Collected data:

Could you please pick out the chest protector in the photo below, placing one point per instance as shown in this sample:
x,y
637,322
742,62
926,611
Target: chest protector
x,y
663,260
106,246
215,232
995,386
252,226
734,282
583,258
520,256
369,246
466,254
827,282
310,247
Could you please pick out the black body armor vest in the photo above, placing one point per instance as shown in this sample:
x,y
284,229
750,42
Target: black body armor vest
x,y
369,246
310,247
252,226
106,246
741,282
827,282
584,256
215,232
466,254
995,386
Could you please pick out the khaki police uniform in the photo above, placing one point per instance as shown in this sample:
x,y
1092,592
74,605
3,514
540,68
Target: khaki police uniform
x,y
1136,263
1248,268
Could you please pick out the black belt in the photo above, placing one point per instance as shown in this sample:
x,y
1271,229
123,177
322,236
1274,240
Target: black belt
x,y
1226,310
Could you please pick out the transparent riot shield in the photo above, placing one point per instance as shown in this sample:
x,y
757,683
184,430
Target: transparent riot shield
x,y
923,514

TASK TO COMPLETE:
Copy every line of the records above word for word, keeping each line as it is.

RESULT OF THIS TASK:
Could you please pick out the chest protector in the photo below, placing one point per instance as shown in this sample:
x,y
637,322
742,62
926,611
Target: chest protector
x,y
663,260
106,246
215,232
995,386
252,226
734,282
583,258
520,256
369,246
466,254
827,282
310,247
Could you please pick out the black body armor vest in the photo above, placing one point per instance as shown in this sample:
x,y
284,229
750,42
Target: black body armor vest
x,y
369,246
310,247
252,226
106,246
741,282
827,282
584,256
215,232
466,254
995,386
Could you please pick out the khaki police uniform in the photo above, placing one point per instance as shown in this sample:
x,y
1092,592
74,605
3,514
540,68
Target: khaki police uniform
x,y
1136,263
1248,268
Could you please pick out the black belt in the photo above, placing one point per instance as shown in this sample:
x,y
1271,229
123,177
322,236
1274,240
Target: black belt
x,y
1226,310
Could you please pick out the transparent riot shield in the photo above, placing one point per instance as shown in this sample:
x,y
757,683
184,430
Target: transparent riot shield
x,y
923,514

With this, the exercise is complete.